▶ _Dataset rows on where objects appear_
---+---

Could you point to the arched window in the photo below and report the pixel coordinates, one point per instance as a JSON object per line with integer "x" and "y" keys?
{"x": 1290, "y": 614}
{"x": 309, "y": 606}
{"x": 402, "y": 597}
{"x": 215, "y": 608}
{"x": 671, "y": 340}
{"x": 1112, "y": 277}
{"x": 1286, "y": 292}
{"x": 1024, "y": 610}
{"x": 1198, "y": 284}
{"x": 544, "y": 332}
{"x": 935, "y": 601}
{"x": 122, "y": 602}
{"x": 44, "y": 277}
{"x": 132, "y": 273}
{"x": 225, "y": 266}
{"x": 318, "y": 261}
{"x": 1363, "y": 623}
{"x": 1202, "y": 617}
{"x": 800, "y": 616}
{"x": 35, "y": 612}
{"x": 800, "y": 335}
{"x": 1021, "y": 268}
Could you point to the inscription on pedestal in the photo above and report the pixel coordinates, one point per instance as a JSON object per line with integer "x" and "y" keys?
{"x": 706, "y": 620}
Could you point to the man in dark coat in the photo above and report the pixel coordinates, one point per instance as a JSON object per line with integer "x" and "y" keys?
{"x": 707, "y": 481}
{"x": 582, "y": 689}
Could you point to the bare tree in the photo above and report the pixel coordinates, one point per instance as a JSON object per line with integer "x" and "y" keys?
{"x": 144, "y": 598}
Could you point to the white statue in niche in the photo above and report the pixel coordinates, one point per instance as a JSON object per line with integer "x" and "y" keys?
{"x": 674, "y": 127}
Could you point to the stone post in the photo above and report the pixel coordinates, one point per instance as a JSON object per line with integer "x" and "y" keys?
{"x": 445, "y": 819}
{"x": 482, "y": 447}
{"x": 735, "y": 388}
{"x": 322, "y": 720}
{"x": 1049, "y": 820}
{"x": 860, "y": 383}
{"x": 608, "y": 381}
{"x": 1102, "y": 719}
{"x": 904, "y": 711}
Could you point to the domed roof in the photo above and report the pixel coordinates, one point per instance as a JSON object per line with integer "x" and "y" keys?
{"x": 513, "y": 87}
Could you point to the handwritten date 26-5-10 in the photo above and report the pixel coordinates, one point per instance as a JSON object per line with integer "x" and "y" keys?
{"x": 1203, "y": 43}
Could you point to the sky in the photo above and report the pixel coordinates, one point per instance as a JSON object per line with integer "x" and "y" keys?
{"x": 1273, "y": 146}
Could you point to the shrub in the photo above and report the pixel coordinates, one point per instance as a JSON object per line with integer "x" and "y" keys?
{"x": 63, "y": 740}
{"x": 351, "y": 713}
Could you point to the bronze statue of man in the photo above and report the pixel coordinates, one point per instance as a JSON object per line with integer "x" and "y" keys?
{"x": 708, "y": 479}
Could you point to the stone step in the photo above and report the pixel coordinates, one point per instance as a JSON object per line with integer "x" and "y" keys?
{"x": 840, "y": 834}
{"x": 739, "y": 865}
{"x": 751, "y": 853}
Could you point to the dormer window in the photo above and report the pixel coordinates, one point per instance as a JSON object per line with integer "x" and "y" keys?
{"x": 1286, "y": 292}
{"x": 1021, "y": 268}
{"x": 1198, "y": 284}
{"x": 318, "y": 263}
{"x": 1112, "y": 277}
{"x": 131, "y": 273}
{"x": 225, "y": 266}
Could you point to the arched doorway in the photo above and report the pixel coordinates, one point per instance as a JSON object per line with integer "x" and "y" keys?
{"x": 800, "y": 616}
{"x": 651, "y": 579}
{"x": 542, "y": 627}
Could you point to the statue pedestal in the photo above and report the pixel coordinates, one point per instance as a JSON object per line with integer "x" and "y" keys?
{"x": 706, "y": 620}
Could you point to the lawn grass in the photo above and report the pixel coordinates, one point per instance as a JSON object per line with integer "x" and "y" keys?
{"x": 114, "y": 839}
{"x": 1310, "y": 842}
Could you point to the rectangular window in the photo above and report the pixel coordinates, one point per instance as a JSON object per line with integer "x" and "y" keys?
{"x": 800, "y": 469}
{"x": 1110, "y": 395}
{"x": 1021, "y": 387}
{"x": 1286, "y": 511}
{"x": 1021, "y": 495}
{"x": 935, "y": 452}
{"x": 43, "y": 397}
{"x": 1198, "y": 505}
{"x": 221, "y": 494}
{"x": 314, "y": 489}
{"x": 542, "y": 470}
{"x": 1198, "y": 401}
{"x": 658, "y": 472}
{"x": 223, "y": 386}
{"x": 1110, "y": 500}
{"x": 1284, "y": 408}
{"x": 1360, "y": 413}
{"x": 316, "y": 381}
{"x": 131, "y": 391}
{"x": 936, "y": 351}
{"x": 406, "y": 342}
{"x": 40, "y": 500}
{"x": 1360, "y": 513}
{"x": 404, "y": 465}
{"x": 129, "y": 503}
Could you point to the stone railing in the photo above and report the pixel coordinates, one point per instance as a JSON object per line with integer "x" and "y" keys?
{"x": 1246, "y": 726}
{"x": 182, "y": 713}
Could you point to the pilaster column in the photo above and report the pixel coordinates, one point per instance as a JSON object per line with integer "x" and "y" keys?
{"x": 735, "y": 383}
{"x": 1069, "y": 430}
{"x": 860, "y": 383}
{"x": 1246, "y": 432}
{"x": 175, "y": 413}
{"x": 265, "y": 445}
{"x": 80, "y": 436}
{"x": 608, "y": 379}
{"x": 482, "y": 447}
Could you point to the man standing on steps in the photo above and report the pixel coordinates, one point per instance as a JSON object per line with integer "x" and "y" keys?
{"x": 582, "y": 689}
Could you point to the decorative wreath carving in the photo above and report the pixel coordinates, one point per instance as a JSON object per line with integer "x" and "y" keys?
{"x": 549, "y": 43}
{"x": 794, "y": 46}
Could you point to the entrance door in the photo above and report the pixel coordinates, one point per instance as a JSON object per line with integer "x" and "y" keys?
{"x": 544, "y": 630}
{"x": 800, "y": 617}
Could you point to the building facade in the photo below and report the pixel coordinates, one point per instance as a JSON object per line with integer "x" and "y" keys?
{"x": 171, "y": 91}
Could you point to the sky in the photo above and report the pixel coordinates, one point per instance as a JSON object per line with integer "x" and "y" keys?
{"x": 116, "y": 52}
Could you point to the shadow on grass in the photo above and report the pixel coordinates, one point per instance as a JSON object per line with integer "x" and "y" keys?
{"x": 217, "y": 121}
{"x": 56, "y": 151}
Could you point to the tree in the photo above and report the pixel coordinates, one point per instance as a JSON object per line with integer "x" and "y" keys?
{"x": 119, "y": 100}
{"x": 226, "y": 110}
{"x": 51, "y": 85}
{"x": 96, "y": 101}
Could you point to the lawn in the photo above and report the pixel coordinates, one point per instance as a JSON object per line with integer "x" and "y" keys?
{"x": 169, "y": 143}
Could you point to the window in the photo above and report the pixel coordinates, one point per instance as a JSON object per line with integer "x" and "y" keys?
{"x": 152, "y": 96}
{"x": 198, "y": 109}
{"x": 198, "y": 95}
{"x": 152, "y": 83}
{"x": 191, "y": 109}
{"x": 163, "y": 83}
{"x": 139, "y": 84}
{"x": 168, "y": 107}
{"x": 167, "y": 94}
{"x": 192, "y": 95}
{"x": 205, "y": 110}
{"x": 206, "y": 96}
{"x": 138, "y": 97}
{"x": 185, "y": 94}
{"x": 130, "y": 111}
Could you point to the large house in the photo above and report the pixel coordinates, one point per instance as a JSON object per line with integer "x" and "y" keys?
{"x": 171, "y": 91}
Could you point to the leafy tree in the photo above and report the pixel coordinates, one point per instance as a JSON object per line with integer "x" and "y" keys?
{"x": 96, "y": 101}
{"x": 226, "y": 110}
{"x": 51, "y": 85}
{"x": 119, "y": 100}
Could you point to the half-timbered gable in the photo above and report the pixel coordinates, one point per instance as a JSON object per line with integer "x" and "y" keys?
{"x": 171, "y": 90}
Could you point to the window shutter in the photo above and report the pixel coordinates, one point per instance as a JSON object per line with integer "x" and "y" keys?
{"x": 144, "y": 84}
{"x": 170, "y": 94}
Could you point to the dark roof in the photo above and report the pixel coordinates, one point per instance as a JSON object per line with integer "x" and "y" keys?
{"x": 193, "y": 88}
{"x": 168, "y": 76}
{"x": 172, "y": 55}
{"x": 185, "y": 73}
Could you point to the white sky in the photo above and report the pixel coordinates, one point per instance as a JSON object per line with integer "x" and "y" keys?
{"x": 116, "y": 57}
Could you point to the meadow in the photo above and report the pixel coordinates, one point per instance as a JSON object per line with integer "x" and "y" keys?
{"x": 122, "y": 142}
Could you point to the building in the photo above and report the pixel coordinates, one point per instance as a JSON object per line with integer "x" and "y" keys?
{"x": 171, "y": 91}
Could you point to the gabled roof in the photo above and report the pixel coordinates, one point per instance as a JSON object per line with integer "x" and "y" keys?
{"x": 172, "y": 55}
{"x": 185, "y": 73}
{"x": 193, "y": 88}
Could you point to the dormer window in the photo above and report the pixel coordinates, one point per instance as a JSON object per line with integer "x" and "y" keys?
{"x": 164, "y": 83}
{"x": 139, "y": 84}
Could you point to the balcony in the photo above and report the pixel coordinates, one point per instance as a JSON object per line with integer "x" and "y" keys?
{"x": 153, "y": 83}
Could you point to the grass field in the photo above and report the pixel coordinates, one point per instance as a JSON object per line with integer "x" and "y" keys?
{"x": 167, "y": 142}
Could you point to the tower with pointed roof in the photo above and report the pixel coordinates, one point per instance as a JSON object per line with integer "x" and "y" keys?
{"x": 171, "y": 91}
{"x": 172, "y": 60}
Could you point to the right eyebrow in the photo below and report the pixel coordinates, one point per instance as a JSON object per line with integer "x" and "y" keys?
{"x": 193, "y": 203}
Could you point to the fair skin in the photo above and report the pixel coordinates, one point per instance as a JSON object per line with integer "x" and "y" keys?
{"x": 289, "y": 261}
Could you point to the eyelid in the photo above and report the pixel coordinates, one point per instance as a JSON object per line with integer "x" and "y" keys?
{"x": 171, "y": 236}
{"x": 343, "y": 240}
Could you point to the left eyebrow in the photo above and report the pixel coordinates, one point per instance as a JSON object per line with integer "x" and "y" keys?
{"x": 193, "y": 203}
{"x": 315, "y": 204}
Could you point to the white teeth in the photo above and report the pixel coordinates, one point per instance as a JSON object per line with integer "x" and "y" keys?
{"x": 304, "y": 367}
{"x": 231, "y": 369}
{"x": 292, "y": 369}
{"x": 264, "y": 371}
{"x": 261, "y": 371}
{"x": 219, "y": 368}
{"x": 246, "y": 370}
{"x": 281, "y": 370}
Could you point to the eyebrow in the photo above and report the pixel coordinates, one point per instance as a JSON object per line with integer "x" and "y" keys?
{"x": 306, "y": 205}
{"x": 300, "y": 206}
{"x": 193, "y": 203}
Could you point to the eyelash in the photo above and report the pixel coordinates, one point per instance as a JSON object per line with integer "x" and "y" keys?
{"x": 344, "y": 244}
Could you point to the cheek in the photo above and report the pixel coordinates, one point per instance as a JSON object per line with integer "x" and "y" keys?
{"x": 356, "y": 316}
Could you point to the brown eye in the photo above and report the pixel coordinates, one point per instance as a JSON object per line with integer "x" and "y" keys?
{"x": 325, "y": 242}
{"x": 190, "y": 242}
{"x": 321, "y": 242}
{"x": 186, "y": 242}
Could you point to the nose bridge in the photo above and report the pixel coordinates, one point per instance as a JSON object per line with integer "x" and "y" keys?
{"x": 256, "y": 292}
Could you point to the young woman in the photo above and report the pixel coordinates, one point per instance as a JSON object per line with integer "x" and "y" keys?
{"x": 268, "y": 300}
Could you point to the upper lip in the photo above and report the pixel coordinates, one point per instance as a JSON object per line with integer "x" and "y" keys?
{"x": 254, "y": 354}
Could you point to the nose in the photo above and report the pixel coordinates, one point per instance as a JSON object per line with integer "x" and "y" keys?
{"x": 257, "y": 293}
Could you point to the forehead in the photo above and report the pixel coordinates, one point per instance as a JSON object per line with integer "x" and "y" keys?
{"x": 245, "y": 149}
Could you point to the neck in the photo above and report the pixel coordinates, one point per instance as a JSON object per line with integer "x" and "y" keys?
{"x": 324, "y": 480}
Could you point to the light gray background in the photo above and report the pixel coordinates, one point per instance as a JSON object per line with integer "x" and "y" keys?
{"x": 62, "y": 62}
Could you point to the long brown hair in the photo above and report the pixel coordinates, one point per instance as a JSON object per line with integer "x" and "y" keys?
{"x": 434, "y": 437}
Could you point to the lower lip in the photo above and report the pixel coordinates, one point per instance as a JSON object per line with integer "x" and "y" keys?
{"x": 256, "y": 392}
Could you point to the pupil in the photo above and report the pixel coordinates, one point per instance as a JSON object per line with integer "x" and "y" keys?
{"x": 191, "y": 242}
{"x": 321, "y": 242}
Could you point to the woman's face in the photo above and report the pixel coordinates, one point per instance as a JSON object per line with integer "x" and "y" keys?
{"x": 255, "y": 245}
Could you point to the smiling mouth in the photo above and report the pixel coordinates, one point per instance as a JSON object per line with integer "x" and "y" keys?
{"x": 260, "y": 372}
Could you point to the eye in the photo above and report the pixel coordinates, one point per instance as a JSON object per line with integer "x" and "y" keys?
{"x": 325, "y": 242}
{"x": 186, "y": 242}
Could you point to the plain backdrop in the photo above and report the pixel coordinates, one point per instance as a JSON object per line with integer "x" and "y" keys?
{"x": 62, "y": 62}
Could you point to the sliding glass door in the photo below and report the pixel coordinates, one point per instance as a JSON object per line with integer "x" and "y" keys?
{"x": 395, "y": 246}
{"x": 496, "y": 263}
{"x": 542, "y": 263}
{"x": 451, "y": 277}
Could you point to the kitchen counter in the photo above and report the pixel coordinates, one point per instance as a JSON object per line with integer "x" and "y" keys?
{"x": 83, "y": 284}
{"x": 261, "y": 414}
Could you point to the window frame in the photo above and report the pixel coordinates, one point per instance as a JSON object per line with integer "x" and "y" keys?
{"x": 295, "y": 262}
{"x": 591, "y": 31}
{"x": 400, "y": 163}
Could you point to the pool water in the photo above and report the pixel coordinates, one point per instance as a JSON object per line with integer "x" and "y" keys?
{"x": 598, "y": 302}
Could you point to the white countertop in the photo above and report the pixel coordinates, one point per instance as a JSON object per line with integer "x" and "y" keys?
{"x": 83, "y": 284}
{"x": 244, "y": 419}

---+---

▶ _Problem to solve_
Return exactly the lines from the one containing "Could you point to the sliding" to the last line of the data, and nothing more.

▶ _Written response_
Could you point to the sliding glass door in the photo below and report the pixel coordinates, one point per instance as a JSON object per line with integer "x" and "y" keys?
{"x": 395, "y": 246}
{"x": 496, "y": 263}
{"x": 542, "y": 263}
{"x": 451, "y": 277}
Could you point to the kitchen counter in the photo above and report the pixel coordinates, one point per instance as a JSON object per line with integer "x" and "y" keys?
{"x": 83, "y": 284}
{"x": 261, "y": 414}
Could you point to the window frame in the photo above and report the pixel coordinates, one point per instance as a JSON object per line with integer "x" and "y" keys?
{"x": 295, "y": 262}
{"x": 591, "y": 31}
{"x": 400, "y": 163}
Could you point to the pool water in the photo above and report the pixel coordinates, one point per instance as a JSON object per line with integer "x" and "y" keys?
{"x": 598, "y": 302}
Could you point to the white countertop in the photo above and report the pixel coordinates, one point per instance as a JSON object per line with integer "x" and "y" keys?
{"x": 83, "y": 284}
{"x": 244, "y": 419}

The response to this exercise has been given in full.